Wednesday, March 8, 2017

GOP Health Plan Follow-up

I had an extremely busy day at work and didn't get a chance to do this blog justice.  But I wanted to follow up on yesterday's post with some further thoughts.

Some of you readers had strong words to the effect that tax credits that rise with age would not be a very good idea in any way.  One reader had a very prescient comment that I incorporate here with names omitted for confidentiality reasons.  Emphasis added mine:

One thing I'd like to point out - if I were 25 again and had the choice of having to pay a huge amount of money now or face higher premiums later, I (being young and not fully understanding the consequences of my actions) would just not participate in the program at all, therefore taking even more people out of the 'healthy pool.' Would love to see some correlations between this plan and the aging boomer population too - essentially we want the next generation to pay for our mistakes, like every defunded pension plan in existence right now (my [union pension fund] being top of mind) that is on the verge of collapse.

Material provided |
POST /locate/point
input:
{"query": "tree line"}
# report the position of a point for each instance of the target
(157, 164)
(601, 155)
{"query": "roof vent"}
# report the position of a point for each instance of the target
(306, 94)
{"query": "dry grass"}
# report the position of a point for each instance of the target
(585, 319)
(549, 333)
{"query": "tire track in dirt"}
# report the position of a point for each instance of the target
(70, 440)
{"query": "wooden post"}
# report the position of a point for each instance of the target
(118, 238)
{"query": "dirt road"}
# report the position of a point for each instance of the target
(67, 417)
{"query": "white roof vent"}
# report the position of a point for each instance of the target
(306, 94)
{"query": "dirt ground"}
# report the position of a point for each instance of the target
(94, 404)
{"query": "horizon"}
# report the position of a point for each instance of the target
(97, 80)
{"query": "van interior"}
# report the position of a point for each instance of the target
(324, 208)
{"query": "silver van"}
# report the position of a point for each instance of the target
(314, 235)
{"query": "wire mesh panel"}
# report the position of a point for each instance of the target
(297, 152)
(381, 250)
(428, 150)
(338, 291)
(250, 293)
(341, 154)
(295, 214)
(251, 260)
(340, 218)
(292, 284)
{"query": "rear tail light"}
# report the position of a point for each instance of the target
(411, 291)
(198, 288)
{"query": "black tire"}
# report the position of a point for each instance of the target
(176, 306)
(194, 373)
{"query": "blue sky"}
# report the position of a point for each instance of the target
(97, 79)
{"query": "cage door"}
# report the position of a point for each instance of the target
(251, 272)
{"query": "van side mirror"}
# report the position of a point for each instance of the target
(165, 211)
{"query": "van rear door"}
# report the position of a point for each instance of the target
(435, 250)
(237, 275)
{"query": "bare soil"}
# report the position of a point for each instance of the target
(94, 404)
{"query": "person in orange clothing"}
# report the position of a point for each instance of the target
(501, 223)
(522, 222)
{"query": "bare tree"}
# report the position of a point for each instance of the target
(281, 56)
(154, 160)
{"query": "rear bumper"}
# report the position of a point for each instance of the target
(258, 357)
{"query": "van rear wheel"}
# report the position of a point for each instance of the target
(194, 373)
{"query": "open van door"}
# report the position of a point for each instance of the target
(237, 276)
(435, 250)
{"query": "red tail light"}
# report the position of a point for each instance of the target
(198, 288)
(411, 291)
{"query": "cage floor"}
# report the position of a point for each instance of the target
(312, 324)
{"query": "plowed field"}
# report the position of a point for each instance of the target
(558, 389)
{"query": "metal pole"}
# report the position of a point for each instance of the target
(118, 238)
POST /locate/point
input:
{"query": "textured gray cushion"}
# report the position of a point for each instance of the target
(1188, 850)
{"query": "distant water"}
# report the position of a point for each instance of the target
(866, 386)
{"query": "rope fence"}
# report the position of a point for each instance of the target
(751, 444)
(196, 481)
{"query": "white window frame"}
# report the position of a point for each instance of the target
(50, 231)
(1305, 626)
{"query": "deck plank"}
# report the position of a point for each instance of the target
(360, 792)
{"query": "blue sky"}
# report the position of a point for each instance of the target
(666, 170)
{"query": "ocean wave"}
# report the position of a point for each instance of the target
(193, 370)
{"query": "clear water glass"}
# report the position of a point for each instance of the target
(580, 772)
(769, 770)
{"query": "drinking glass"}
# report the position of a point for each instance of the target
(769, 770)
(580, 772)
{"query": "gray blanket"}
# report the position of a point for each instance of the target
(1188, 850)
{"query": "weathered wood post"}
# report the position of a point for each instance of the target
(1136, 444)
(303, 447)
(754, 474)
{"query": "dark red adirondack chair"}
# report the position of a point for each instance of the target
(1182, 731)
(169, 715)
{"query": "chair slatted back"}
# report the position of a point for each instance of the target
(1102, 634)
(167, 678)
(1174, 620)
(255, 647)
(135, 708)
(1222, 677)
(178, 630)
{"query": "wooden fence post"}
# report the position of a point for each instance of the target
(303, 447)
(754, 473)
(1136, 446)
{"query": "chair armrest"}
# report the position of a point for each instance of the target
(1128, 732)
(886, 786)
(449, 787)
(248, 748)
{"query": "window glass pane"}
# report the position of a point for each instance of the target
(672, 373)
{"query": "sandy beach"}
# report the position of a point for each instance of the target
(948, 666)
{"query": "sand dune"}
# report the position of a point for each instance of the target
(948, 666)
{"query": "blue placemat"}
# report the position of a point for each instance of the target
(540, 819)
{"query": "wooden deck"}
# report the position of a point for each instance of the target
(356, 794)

Task statement |
Continue the blog post on the GOP health plan, starting right after its final sentence.

Response |
That young people are not fiscally responsible is not news.  I part ways with fiscal-conservative scolding along the lines of "you didn't plan intelligently when you were young, so oh well, you're up the creek and it's you're fault."  Young people make bad decisions.  I know I made some bad ones.  Are people who make mistakes to be damned for life?

Anyways, the Times has follow-up on the issue today: 

While the tax credits in the Republican proposal are the most generous for older people — $4,000 for a 60-year-old compared with $2,000 for a 25-year-old — they end up covering less of an older person’s costs. As soon as next year, the Republican plan would allow insurers to begin charging older individuals much more than younger individuals. Insurers are prohibited today from charging the older person more than three times as much as the youngest, but the Republican plan would allow them to charge five times as much. A 64-year-old could see annual premiums increase by almost 30 percent to $13,100 on average, according to the S.&P. analysis.

So - with the prohibitions on pricing removed, any potential benefit from giving older health care customers a tax benefit is obviated immediately by huge price increases.

The young and healthy could save a good chunk of change by opting to buy the skimpiest of all plans:

Not everyone would lose out. Some younger adults would probably benefit the most from age-based tax credits and proposed changes that would allow insurers to offer them less expensive policies, such as those with less generous coverage.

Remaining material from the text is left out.